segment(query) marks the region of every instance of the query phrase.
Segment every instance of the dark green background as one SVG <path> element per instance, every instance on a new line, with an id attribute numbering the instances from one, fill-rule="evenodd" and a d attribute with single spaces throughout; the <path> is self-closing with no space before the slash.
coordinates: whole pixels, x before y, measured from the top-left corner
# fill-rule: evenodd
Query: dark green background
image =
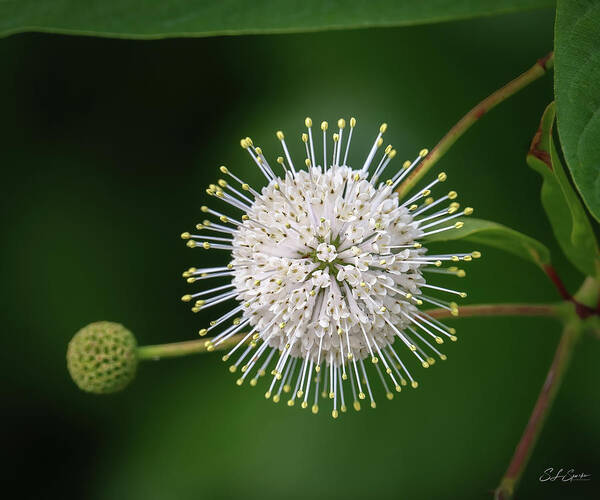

- [WORK TO COMPLETE] Where in the listing does the string "before" appear? Copy every line that has it.

- [RESULT]
Segment every instance of the dark green background as one SVG <path> element per instance, every instance on a new line, with an id attribute numbering the instances from one, fill-rule="evenodd" and a d attribute with single spaces throughout; the <path> is self-closing with no space before the slash.
coordinates: whole pixels, x before y, measured from the top-left corner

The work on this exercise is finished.